Extracted text:
By: Spencer Durrant

Lever-action rifles have always fascinated me. I don’t know if it’s their iconic status in the American West or the rugged simplicity that’s so alluring, but I do know I’ve never met a lever gun I didn’t like.

While most every other action – bolt, semi-auto, and full-auto – have seen huge improvements over the past 100 years, the lever-action hasn’t changed much. It’s worked so well for so long, and as the old saying goes, “If it ain’t broke, don’t fix it.”

Now, I’m one of those guys who loves the history behind guns almost as much as I love my guns themselves. The people involved, the circumstances that led to certain cartridges and rifles – it’s all fascinating. So today, we’ll take a look at the history of the lever-action rifle and how it ended up a staple of the Old Wild West.

Where It Started
Lever guns were likely circulating for a while before 1848 (Colt made some lever-action pistols, but they were never really viable weapons), but that’s the year the U.S. Government first issued a patent on the action.

If you think it was the Winchester Repeating Arms Company who filed for the patent, you might be surprised to learn that’s not the case. While Winchester certainly made the most popular lever gun in history, someone else built the first ones.

Walter Hunt is the man history credits with coming up with the original idea for a lever-action rifle. Hunt was a prolific inventor, as he also produced the lockstitch sewing machine, safety pin, ice plough, knife sharpeners, and the hard-coal-burning stove.

While his other inventions were produced, Hunt’s original design patent for the lever-action rifle wasn’t ever built. In 1849, Lewis Jennings patented an improved version of Hunt’s system. Then a fellow by the name of Benjamin Tyler Henry (yes, that Henry), at the time a plant foreman at the Robbins and Lawrence Company, oversaw the production of the first-ever lever rifles in America.

With a Little Help from Our Friends
Early designs for the lever-action weren’t quite perfect. Hunt’s design was patented in 1848, a new design came into play in 1849, and in 1855, a group of men formed the Volcanic Repeating Arms Company. Its sole purpose was to improve on Hunt’s original designs.

Exercise requirements:
1. Reproduce the article on lever-action rifles word for word, everything from "While most every" down to "on the action.".
2. According to the article on lever-action rifles, at which company was Benjamin Tyler Henry a plant foreman when he oversaw production of the first lever rifles in America?

Data records:
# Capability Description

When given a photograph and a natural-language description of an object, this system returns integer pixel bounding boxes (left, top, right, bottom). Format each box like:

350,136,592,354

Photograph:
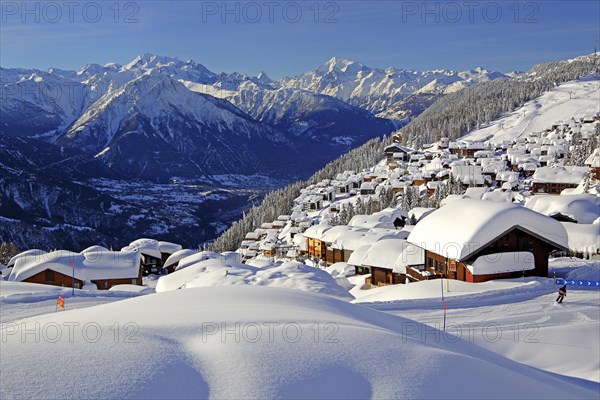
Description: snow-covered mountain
57,69,294,180
0,54,506,247
0,54,404,181
281,57,506,121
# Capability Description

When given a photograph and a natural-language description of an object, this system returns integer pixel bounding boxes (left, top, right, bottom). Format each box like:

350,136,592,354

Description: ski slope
463,78,600,143
0,286,598,399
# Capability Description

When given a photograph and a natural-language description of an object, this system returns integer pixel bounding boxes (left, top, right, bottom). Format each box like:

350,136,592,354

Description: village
2,104,600,296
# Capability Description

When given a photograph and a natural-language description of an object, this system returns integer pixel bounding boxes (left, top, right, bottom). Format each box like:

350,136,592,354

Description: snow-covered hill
281,57,506,120
0,286,597,399
464,78,600,143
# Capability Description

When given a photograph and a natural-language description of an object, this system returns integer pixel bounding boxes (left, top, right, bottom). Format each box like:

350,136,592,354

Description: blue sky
0,0,600,78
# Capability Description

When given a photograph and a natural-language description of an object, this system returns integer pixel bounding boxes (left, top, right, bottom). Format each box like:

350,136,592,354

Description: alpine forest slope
0,54,502,248
207,53,600,251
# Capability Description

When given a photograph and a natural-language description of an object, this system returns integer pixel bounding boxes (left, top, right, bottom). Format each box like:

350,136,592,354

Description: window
46,269,54,282
525,240,533,252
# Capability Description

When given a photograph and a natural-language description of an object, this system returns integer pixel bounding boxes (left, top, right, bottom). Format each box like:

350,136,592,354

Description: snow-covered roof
561,217,600,255
304,224,331,240
584,148,600,168
525,194,600,224
81,245,110,254
8,250,140,282
533,166,588,185
373,207,408,222
408,199,568,260
465,186,489,199
156,257,351,298
348,238,425,274
6,249,47,268
163,249,197,268
467,251,535,275
158,241,182,254
408,207,435,222
322,226,399,250
348,214,394,229
175,252,224,271
121,238,162,259
383,143,414,153
481,191,514,203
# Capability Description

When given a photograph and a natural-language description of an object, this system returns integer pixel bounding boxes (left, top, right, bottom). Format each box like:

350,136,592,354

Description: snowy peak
256,71,273,83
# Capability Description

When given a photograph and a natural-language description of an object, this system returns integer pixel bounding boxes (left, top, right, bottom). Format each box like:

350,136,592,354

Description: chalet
244,231,260,242
322,225,399,265
303,225,331,260
383,143,414,164
258,242,279,257
361,172,379,186
348,175,364,189
163,249,198,274
584,149,600,179
175,250,224,271
121,239,163,275
360,181,377,195
448,140,486,157
6,249,48,269
408,207,435,225
348,238,424,286
408,199,568,282
561,218,600,259
525,194,600,224
317,186,335,201
302,195,323,211
452,165,485,187
332,181,352,194
531,166,588,194
158,241,182,265
348,213,396,229
267,220,287,230
8,250,142,290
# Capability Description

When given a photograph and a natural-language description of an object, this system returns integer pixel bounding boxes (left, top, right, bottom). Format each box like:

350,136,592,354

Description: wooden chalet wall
23,269,83,289
425,227,552,282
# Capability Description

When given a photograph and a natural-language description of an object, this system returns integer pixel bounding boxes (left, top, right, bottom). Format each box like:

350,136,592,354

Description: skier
556,285,567,303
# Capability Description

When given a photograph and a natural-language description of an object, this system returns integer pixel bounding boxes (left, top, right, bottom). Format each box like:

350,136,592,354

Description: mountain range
0,54,506,247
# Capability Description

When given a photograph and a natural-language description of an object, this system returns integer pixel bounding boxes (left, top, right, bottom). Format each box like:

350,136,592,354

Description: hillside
0,287,597,398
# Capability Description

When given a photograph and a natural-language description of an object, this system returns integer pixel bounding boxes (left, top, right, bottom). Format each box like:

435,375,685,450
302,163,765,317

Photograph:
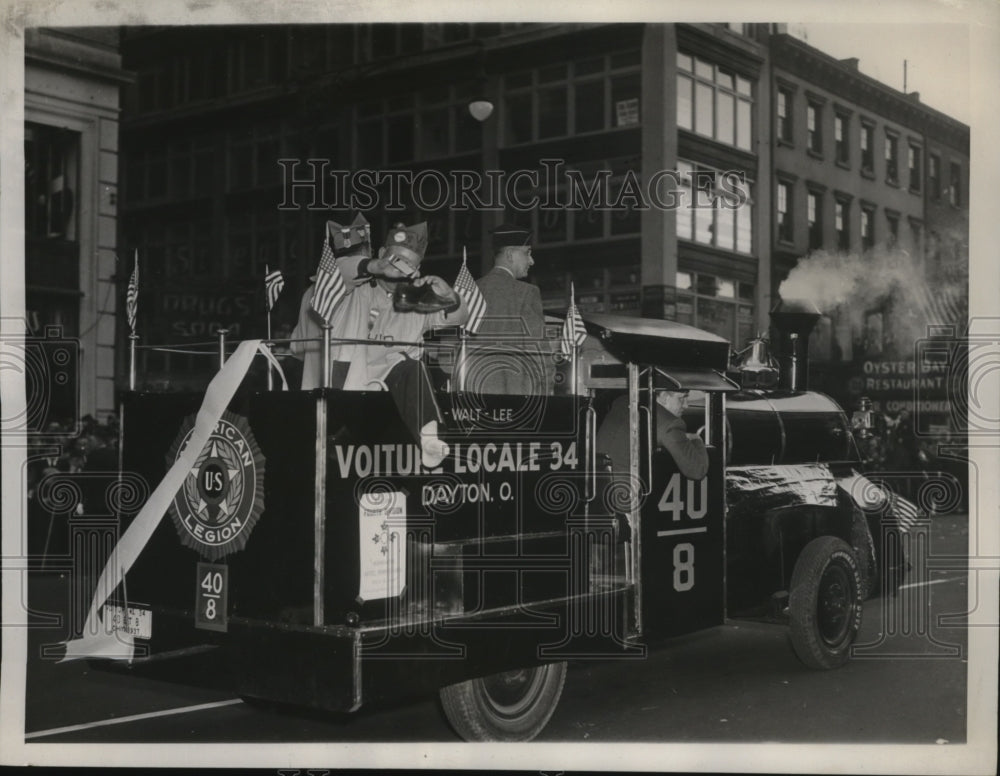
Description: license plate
194,563,229,633
104,605,153,639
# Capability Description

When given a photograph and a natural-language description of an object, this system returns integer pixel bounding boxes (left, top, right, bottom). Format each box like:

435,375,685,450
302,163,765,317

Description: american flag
264,265,285,312
125,251,139,334
886,488,920,531
560,286,587,356
312,226,347,323
455,248,486,334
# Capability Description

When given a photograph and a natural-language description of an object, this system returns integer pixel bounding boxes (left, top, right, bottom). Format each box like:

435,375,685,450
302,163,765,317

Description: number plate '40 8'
194,563,229,632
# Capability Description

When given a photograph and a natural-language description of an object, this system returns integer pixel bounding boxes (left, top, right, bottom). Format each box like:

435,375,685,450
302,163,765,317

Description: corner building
121,23,968,398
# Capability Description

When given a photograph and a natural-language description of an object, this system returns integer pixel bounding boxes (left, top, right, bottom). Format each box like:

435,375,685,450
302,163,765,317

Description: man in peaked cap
333,223,469,468
290,213,372,391
465,224,554,396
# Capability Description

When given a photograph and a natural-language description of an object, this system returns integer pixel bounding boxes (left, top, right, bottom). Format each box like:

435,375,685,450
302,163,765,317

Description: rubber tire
788,536,863,670
440,662,566,741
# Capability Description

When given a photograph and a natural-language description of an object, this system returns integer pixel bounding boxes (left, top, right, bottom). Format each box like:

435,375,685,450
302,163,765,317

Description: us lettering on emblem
194,563,229,633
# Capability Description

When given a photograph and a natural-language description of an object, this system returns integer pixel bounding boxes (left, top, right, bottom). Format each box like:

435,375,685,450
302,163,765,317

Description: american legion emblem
167,411,264,561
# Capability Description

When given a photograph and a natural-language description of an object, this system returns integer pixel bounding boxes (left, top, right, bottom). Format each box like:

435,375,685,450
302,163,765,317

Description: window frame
675,51,754,152
883,127,900,186
858,119,875,178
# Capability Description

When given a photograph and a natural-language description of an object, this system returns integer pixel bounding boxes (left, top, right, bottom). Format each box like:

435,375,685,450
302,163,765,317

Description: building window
885,212,899,248
777,88,792,143
677,53,753,151
24,123,80,242
677,160,753,254
778,181,794,242
833,199,851,251
906,145,921,191
806,191,823,250
833,113,850,166
927,154,941,201
806,102,823,154
948,162,962,207
910,218,924,257
675,272,755,343
885,132,899,184
861,205,875,248
860,122,875,175
502,52,640,146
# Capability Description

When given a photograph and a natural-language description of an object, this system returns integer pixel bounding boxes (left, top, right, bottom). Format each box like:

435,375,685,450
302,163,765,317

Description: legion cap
490,224,531,248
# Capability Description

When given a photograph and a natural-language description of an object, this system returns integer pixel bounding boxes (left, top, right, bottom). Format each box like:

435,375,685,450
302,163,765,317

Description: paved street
26,516,968,744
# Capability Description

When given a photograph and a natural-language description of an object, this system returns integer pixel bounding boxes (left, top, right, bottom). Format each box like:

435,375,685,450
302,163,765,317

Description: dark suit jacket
465,267,554,396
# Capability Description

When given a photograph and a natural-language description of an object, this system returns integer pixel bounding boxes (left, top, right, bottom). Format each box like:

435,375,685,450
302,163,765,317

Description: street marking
656,525,708,536
24,698,243,741
899,577,965,590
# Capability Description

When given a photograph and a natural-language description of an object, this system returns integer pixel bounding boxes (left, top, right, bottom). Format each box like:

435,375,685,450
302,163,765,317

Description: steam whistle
771,299,822,392
728,334,779,390
851,396,875,439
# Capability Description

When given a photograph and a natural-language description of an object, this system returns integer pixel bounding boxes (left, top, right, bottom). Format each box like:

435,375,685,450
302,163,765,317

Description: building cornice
676,24,764,80
771,34,969,155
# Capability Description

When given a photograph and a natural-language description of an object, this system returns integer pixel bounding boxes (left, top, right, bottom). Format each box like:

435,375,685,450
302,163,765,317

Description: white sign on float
358,490,406,601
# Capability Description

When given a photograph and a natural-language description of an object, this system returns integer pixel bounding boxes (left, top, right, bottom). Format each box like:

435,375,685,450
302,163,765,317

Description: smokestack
771,299,821,391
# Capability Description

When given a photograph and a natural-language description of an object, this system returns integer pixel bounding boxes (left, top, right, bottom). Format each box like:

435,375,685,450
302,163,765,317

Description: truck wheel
441,663,566,741
788,536,862,669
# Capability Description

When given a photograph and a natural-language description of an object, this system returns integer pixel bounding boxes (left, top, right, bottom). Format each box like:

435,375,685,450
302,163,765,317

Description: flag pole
568,280,576,396
322,321,333,388
264,264,274,392
125,248,139,391
456,245,469,392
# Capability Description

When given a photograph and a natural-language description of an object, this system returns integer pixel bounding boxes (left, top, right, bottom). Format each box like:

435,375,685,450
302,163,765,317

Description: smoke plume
778,218,969,356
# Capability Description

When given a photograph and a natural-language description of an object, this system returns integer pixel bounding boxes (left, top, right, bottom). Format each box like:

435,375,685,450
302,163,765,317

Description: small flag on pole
455,247,486,334
264,265,285,312
125,250,139,334
560,283,587,356
886,488,920,531
312,224,347,323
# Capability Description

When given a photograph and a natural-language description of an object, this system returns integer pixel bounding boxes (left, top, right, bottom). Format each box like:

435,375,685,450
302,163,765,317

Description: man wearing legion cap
290,213,372,391
465,223,554,396
331,223,469,468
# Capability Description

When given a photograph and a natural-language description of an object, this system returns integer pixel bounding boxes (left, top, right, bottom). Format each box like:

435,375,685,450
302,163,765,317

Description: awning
654,367,740,391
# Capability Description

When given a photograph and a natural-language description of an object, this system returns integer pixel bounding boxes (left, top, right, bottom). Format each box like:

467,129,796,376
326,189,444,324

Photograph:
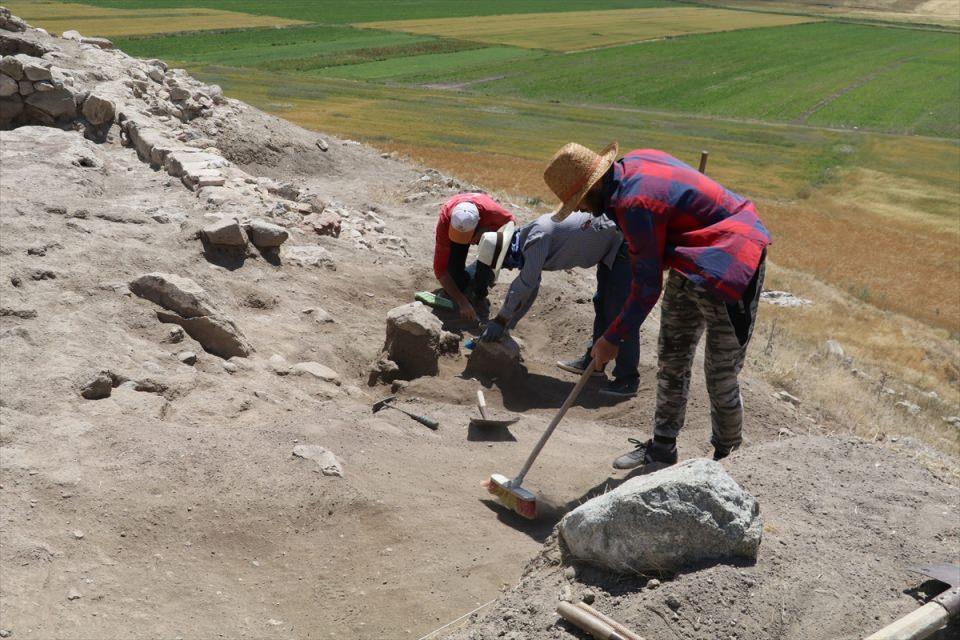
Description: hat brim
447,225,477,244
553,142,619,222
490,220,517,278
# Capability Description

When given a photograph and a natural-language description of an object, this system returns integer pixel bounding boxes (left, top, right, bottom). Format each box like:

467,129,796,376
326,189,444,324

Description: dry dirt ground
0,25,960,640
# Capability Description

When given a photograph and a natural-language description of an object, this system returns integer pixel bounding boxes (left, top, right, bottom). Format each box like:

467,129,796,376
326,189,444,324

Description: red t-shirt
433,193,515,279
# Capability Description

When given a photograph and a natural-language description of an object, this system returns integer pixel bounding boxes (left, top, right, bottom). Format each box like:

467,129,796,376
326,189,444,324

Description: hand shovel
470,389,520,429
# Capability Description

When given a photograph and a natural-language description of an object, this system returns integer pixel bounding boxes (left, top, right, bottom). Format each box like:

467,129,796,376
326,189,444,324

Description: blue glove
480,320,504,342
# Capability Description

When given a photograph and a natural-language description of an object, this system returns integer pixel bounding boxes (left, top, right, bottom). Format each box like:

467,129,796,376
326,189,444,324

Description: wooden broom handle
557,602,628,640
577,602,643,640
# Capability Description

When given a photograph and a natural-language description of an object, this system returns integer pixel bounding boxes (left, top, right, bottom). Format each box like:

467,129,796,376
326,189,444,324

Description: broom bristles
482,478,537,520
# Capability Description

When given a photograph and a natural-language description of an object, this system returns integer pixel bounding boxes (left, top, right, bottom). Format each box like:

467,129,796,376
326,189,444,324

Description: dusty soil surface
0,17,960,639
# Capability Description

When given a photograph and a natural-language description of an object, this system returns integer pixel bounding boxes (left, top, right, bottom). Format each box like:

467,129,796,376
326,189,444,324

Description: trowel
470,389,520,429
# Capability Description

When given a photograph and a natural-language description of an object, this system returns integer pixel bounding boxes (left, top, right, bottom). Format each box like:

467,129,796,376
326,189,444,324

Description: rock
291,362,340,385
893,400,920,416
130,272,253,358
559,458,763,573
81,94,117,126
283,245,337,269
760,291,813,307
80,369,116,400
15,53,53,82
0,95,23,122
24,83,77,120
467,335,521,378
773,391,800,407
0,73,20,96
300,307,336,324
200,218,247,247
383,302,443,380
293,444,343,478
824,340,843,359
0,56,23,80
247,219,290,249
300,211,340,238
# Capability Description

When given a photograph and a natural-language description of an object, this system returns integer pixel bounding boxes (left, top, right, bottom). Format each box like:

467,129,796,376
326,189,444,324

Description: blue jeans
587,242,640,380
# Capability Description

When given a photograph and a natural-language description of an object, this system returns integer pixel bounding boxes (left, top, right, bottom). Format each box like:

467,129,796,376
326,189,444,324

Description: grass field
357,7,816,51
382,23,960,137
7,0,960,336
4,0,301,38
52,0,674,24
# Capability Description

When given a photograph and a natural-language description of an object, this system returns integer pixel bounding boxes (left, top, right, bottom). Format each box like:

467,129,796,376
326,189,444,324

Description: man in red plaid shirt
544,143,770,469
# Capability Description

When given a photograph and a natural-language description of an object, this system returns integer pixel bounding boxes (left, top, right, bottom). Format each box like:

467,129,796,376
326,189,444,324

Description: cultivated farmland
357,7,816,51
4,0,301,38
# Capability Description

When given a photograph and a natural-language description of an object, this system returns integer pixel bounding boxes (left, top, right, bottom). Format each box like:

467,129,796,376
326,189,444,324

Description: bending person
433,193,514,322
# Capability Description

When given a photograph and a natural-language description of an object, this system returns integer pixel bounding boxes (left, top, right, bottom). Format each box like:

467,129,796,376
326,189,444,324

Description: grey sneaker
613,438,677,471
600,378,640,398
557,354,606,378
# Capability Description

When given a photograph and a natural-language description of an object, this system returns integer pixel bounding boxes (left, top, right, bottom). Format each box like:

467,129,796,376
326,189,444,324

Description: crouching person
477,212,640,396
433,193,514,322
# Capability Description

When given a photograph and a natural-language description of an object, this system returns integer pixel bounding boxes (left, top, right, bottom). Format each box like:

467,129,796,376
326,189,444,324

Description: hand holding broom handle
510,360,597,487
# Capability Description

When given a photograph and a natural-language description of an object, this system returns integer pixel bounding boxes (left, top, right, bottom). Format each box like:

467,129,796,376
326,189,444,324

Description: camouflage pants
654,261,764,448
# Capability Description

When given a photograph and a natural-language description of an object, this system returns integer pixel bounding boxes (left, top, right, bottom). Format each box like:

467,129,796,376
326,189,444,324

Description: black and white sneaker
613,438,677,471
557,354,606,378
600,378,640,398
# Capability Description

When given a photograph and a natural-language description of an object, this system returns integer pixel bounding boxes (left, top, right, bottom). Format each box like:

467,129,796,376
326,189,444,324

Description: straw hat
477,221,517,277
543,142,617,222
447,202,480,244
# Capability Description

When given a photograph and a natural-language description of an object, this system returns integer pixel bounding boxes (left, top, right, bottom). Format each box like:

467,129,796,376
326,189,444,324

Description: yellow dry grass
356,7,818,51
4,0,304,38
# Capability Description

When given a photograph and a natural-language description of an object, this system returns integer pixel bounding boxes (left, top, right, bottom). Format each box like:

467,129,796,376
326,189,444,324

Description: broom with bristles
482,361,596,520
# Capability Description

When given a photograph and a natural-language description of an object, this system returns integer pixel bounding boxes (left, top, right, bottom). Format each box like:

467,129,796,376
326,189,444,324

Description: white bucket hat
448,202,480,244
477,221,517,277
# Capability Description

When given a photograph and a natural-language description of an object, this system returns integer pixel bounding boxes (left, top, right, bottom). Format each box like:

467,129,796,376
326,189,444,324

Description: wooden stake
577,602,643,640
557,602,628,640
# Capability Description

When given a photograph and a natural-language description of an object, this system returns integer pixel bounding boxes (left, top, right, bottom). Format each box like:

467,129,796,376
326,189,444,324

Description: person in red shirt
433,193,516,322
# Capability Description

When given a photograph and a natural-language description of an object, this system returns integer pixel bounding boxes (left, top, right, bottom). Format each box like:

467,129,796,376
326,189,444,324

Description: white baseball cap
477,220,517,276
449,202,480,244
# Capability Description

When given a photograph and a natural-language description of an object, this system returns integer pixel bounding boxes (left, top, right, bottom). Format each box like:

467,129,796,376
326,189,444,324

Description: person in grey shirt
478,212,640,397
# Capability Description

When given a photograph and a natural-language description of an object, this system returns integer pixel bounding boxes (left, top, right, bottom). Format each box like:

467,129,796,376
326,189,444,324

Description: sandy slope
0,22,960,638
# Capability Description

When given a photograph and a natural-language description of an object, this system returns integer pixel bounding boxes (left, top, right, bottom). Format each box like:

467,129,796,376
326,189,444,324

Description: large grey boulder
383,302,443,379
201,218,247,247
559,459,763,573
129,273,253,358
247,219,290,249
467,335,522,378
82,94,117,126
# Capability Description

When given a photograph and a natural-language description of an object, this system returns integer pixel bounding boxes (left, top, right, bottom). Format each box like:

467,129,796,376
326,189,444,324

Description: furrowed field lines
191,69,960,334
357,7,817,51
62,0,674,24
4,0,302,38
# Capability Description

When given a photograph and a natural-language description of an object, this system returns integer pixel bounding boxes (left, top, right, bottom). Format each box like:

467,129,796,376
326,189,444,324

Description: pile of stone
0,53,116,128
129,273,253,358
370,302,460,384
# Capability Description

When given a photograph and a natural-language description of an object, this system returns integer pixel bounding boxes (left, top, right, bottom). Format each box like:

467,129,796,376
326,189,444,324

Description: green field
63,0,674,24
9,0,960,335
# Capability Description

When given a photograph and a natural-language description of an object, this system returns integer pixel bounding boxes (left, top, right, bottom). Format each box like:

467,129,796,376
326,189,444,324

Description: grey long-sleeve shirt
499,211,623,327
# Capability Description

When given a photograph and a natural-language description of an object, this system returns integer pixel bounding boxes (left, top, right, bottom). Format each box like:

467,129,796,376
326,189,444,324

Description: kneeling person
433,193,514,322
477,212,640,396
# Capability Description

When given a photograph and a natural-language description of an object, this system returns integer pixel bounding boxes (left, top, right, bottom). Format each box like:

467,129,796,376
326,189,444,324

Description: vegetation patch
358,7,817,51
4,0,303,38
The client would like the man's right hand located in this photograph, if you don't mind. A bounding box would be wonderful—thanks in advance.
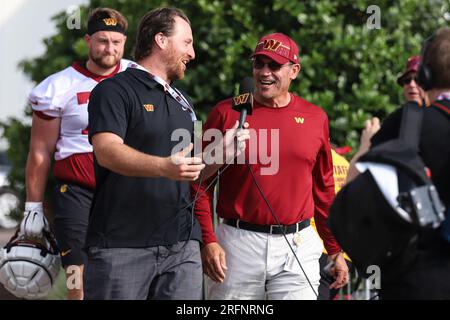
[202,242,227,282]
[162,143,205,181]
[19,202,50,238]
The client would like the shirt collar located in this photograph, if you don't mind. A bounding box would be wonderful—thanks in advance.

In response:
1.
While most every other action – bolt, semi-auto, and full-auto – have seen huge improvements over the past 100 years, the lever-action hasn’t changed much. It’s worked so well for so long, and as the old saying goes, “If it ain’t broke, don’t fix it.”

Now, I’m one of those guys who loves the history behind guns almost as much as I love my guns themselves. The people involved, the circumstances that led to certain cartridges and rifles – it’s all fascinating. So today, we’ll take a look at the history of the lever-action rifle and how it ended up a staple of the Old Wild West.

Where It Started
Lever guns were likely circulating for a while before 1848 (Colt made some lever-action pistols, but they were never really viable weapons), but that’s the year the U.S. Government first issued a patent on the action.

2. The Robbins and Lawrence Company.